• **The tasks**:
A. In the Percy Reach fishing thread, what size of leadhead does Buick Riviera suggest fishing vertically during the day?
B. List the usernames of everyone who posts in the Percy Reach fishing thread.
C. Carry the Percy Reach fishing thread forward from its last post.

• **Text passage**:
# Percy Reach, Trent River, ON



## ems3

I have been coming here fishing, a week per year in early June, about 5 years in the 1970's and then again for the last few years. We stay at Jake's Blue Roof Cottages and fish for pike. The pike fishing is great and I know where to find them. I have always heard there are walleye here but never have caught one nor seen anyone else catch one. I have heard "up by the lock," tried there with no success, but the location seems too general. Plus, I am used to lake fishing for walleye so I have no feel for what would be a good spot for river fishing for walleye or what I should be throwing at them to get them to bite. I will be back aghain this year in June and any suggestions and specifics would be greatly appreciated. Thanks.


----------



## mirrocraft mike

I've been going to the Trent River for yrs also. I stay at Terrace lawn cottages..in the the town of Trent very close to Hastings. Do a search here for info on the Trent. I have a lot of old posts.
I go up the last Saturday in June for 10days. The river walleyes are there u got to get in the WEEDS.. 

When you going up ?


----------



## ems3

Thanks Mike.

I will be there the June 7th for a week. Like I said, I never river fished for walleyes, always been lake fishing. I always thought you wanted to fish rocky bottoms, not in the weeds. I assume sparse weeds, not the cabbage like pike fishing. I think I know a spot like that at Percy Reach. I'll have to give it a try. Can you recommend what lures I should throw at them?


----------



## Buick Riviera

Although I have never fished the area, I have fished for walleyes in a Canadian river system in weeds. We always had great luck fish a floating Rapala over the weed bed from dusk to dark. During the day, a _vertical presentation of an 1/8th oz. leadhead/twister tail. You have to dabble vertical or you'll be hung up all the time.

Buick_


----------



## ems3

Thanks Buick!


----------



## horsefish

I have been going up to that area once or twice a year since the early 70's (started when I was like 6 or 7 years old). Used to stay at Percy Boom Haven and started staying at Blue Roof when Jake and Trudy bought it. While I don't target walleye, I do pick up a few fishing for smallmouth and large mouth. We go up in mid July. Walley fishing there can be difficult due to the fact that it is pretty shallow for the most part and I can't provide specific advice since I don't target them. One bit of advice I can give is talk to some of the other folks around the camp. Most are generally not to tight lipped about what they are doing and will likely give you some more specific ideas. When I have caught them, it has been 'up by the lock' as stated, generally in the channel in areas with a good weedline. They are all over up there but getting them to bite is tough during the day and I don't fish at night cause the skeeters will carry you off.  The biggest I caught up there was about 7lbs. and I got him flipping for bass. Got to watch him sneak up and suck in my bait.

• **Rows**:

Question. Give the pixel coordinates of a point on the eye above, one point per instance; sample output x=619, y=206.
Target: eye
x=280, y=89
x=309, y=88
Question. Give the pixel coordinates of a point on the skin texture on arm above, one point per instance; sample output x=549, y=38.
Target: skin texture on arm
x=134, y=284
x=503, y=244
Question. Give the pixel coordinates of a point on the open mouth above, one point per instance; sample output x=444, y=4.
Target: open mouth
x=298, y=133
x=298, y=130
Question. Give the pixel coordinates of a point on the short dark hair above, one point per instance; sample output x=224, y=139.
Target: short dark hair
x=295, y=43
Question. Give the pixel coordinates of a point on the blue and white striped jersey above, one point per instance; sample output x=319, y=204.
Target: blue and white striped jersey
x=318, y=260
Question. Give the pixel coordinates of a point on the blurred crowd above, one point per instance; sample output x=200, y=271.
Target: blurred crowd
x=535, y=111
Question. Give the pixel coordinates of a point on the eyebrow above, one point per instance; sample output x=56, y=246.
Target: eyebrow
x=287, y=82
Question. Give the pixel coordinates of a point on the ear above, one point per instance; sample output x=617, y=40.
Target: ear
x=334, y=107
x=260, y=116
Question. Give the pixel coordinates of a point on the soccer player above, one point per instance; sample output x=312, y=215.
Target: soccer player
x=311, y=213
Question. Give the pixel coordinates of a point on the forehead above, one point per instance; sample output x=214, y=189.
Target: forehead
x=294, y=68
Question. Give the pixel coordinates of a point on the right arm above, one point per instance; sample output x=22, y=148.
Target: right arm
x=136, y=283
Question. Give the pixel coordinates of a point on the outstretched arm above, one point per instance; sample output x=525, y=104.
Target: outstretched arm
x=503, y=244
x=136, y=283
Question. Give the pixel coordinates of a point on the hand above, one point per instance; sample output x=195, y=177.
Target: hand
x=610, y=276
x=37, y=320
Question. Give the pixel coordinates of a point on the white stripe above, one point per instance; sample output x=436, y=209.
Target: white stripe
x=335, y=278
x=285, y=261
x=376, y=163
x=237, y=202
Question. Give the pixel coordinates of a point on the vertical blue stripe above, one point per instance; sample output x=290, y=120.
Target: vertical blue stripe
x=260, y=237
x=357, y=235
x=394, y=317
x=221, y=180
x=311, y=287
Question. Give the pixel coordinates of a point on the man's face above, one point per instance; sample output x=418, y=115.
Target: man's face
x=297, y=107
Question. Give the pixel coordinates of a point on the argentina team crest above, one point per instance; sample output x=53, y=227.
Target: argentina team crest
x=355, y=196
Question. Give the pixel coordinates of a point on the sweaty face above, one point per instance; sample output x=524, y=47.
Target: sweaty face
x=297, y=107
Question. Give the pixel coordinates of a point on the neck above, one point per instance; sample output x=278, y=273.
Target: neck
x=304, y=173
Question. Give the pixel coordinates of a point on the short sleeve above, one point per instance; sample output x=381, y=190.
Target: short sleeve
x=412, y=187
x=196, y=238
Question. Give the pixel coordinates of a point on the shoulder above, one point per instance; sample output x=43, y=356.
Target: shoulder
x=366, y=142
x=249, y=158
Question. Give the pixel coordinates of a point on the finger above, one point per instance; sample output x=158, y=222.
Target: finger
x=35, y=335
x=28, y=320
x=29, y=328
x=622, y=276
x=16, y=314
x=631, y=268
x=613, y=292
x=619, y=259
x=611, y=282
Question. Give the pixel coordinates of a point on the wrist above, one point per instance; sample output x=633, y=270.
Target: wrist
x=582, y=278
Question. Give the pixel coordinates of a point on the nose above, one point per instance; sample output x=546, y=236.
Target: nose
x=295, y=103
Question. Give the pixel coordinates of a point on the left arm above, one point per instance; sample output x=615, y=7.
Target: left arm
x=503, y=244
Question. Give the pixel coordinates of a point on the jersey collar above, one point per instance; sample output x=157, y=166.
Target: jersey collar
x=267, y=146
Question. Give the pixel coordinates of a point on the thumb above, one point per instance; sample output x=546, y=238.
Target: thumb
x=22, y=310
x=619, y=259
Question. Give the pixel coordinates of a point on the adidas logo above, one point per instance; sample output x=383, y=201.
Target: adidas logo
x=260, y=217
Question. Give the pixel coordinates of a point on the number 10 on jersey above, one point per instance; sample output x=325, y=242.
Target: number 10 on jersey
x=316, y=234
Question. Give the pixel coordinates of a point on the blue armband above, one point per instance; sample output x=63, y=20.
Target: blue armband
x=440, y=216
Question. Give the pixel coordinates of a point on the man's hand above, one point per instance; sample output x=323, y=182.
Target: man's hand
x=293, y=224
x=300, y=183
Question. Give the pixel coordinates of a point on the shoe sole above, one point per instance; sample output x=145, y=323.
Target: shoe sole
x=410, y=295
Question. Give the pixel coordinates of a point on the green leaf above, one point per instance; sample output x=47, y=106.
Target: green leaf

• **Results for the exercise**:
A. An 1/8th oz. leadhead with a twister tail.

B. ems3, mirrocraft mike, Buick Riviera, horsefish

C.
Note that they do have a size limit now, so make sure to check out the regulations on that.

Bob


----------



## firehawkmph

Ems,
As a kid, the Trent was our family vacation for about 15 years. We stayed in a group of cottages just upriver from yours. Although the blue roof cottages back then were called "Archers Blue roof cottages". Probably the same place, maybe change of owners. I think the people that owned our cottages were the Hendricks. We used to go upriver from there to where the river bayed out and turned to the right. If you went another ten minutes or so, you hit the lock. My dad used to like catching the big blue cats. We would fish in that bay and use live perch for bate. Big treble hook, 5' wire leader on an eagle claw rod with a mitchell 300. Biggest ones were in the 25# range. We used to catch a lot of big bluegill, pike, bass, eels, gars, you name it. They used to take some very big muskie from that river back in the 50s-60s. There were pics of muskies in the owner's general store in the 40+# range. Post some pics if you can. Good memories.
Mike Hawkins


----------



## mirrocraft mike

Hey ems ...Wheres the report ..We are leaving Tuesday night...Hope you had a good safe trip..


----------



## ems3

Hi Mike,

Sorry about the delay is reporting. No walleye but caught plenty of pike. I caught 21 in 4 days of fishing. Nothing of size as average was probably 24-26 inches, biggest was 32 inches. Caught nearly all of them in various locations upstream of the island across from Jakes. I didn't fish much for walleyes as I just was not confident that I would catch any based on talking to others there. Reports were that they were scarce. We did have a great time and will be back next year. We also caught some nice bass but had to toss them back. Godd luck to you on your trip.


----------



## mirrocraft mike

Thanks for the report....Gotta love those pikies...Any road construction messes on the way up ?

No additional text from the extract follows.